Job
Copy out the material below with each "a marker on each" changed to "a dot on each" and the rest left untouched.
#### Rows
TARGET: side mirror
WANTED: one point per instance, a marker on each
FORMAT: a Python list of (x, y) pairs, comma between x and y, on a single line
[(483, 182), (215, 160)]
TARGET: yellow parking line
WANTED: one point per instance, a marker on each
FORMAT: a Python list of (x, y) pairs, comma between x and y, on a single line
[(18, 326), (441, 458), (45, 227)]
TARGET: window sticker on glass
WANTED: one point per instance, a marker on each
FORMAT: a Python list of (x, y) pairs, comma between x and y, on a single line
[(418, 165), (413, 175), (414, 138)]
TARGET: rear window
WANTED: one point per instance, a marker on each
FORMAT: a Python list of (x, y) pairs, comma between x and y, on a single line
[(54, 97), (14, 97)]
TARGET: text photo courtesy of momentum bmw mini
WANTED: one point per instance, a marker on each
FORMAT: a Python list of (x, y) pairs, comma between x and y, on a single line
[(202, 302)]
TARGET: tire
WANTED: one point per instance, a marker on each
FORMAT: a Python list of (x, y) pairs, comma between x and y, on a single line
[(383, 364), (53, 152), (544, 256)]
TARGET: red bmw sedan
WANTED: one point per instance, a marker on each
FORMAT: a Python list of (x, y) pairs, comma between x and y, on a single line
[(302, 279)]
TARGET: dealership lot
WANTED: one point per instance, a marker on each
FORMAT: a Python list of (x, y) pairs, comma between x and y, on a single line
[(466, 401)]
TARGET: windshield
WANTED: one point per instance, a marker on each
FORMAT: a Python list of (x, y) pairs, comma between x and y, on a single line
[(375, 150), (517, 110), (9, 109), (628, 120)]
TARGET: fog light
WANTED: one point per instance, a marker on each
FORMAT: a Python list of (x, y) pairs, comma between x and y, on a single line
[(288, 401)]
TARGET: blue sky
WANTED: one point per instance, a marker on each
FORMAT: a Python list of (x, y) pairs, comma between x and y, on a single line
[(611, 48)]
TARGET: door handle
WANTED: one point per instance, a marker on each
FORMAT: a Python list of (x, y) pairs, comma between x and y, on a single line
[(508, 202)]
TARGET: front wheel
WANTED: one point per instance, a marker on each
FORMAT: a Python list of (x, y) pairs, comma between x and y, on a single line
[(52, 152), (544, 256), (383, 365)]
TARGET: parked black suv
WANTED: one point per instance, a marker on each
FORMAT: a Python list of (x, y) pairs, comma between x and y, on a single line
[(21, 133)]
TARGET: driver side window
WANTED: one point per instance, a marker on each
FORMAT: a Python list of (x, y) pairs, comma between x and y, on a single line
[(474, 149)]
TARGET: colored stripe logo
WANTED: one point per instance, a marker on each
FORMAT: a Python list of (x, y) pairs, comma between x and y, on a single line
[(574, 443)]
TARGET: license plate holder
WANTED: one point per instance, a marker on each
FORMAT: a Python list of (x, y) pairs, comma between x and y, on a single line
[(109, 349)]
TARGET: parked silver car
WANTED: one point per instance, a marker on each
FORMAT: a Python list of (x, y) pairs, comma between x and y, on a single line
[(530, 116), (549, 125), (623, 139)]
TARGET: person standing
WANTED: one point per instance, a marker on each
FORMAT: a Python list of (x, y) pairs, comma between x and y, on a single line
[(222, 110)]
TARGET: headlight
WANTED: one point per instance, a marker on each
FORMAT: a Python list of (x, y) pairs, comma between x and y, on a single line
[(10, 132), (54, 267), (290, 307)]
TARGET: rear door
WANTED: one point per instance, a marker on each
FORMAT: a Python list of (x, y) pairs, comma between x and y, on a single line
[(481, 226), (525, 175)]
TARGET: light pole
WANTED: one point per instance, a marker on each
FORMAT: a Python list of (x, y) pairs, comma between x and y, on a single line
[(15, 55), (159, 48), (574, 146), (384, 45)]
########
Exercise solution
TARGET: side mirror
WANTED: one point per instance, a dot on each
FORMAT: a Python list of (x, y) pairs, comma between x and y, on a single line
[(483, 182), (215, 160)]
TARGET: yellow parking line
WANTED: one point per instance, a dot on each
FORMAT: a Python list of (x, y) pairs, comma between x and y, on a single line
[(18, 326), (441, 458), (45, 227)]
TARGET: window sticker on glass
WANTED: one point per instance, a dot on each
FORMAT: a Python list of (x, y) pairs, comma between x and y, on a single line
[(418, 165), (413, 175), (414, 138)]
TARGET: rear window
WANTED: one point per instance, a dot on each
FORMAT: a Python list of (x, y) pairs, comma between x and y, on a single line
[(54, 97), (14, 97)]
TARGET: text photo courtesy of momentum bmw mini
WANTED: one point per instance, a dot on each
FORMAT: a Python list of (x, y) pairs, comma between x and y, on a single line
[(202, 302)]
TARGET: tire
WANTED: one point per instance, a dot on each
FORMAT: a Python list of (x, y) pairs, comma between x and y, on a single line
[(383, 364), (53, 152), (544, 256)]
TARGET: red bmw sedan
WANTED: one point per instance, a dot on each
FORMAT: a Python list of (x, y) pairs, comma between x and y, on a single line
[(302, 279)]
TARGET: dealership lot
WANTED: one point per instance, a dot on each
FORMAT: a Python list of (x, y) pairs, comma between x and y, on a single line
[(466, 401)]
TARGET: windshield
WANTED: one point per instance, a dot on each
FORMAT: a Python list of (x, y) pairs, comma between x and y, on a single line
[(375, 150), (517, 110), (9, 109), (628, 120)]
TARGET: fog light
WANTED: one point per instance, a dot on each
FORMAT: a Python list of (x, y) pairs, comma between x and y, on a single line
[(288, 401)]
TARGET: blue sky
WANTED: one point per instance, a dot on each
FORMAT: a Python list of (x, y) pairs, comma between x and y, on a single line
[(611, 48)]
TARGET: door handle
WANTED: one point per instance, a dot on each
FORMAT: a Python list of (x, y) pairs, comma between x and y, on a single line
[(508, 202)]
TARGET: front wheel
WANTED: one point per instance, a dot on each
FORMAT: a Python list of (x, y) pairs, comma between x and y, on a single line
[(52, 152), (544, 256), (383, 365)]
TARGET: parked black suv
WANTED: one point per instance, a dot on each
FORMAT: a Python list of (x, y) pairs, comma between x and y, on a single line
[(21, 133)]
TARGET: driver side window
WANTED: one point per instance, a dot on each
FORMAT: a Python list of (x, y) pairs, comma between x and y, on a single line
[(474, 149)]
TARGET: colored stripe logo
WANTED: one point per instance, a dot on each
FORMAT: a Python list of (x, y) pairs, comma between x and y, on a single line
[(574, 443)]
TARGET: license plate holder
WANTED: one point per instance, a dot on each
FORMAT: a Python list of (x, y) pairs, comma between x and y, on a single line
[(109, 349)]
TARGET: parked silver car
WANTED: one point per instance, a dot on each
FORMAT: a Python list of (x, y) pairs, comma between x and y, on a single line
[(530, 116), (549, 125), (623, 139)]
TARGET: person standing
WANTED: one point per instance, a dot on each
FORMAT: a Python list of (x, y) pairs, comma between x and y, on a single line
[(222, 110)]
TARGET: headlight
WANTED: one point per instance, a dot on each
FORMAT: a Python list of (x, y) pairs, comma between x and y, on a single line
[(10, 132), (54, 267), (290, 307)]
TARGET: rear door
WANTED: one point per instance, a dot on each
FORMAT: a Python list of (x, y) pairs, comma between x and y, on a single line
[(481, 226), (525, 175)]
TARGET: light pole
WANTED: one point per instance, a dot on each
FORMAT: a Python list of (x, y) pairs, comma between x and y, on a single line
[(15, 55), (159, 48), (574, 146), (384, 45)]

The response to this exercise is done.